INSTRUCTIONS FOR THE TASK >>
From the entries below, copy out every line with "sign" in it.

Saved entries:
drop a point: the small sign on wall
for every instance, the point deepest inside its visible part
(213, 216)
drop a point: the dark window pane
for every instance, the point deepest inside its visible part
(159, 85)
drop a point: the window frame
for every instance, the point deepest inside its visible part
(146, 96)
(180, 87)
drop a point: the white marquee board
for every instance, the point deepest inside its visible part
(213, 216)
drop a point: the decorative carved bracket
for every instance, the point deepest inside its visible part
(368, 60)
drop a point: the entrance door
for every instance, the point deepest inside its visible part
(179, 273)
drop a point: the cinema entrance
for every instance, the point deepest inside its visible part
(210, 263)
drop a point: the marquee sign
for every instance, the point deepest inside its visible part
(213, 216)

ANSWER BOX >>
drop a point: the small sign on wall
drop a point: the marquee sign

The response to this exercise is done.